## Begin Task input

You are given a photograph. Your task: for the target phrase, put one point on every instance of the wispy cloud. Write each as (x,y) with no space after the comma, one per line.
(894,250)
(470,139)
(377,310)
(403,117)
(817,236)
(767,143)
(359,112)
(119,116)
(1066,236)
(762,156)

## End Task input

### Work to do
Retype all of the entries above with every character unchanged.

### Response to the exercise
You are given a photograph. Your task: for the target phrase, put one point on every instance of the wispy cloud. Write each as (x,y) with no space after the comma, one per line.
(894,250)
(470,139)
(377,310)
(403,117)
(817,236)
(767,143)
(359,112)
(119,116)
(1066,236)
(762,156)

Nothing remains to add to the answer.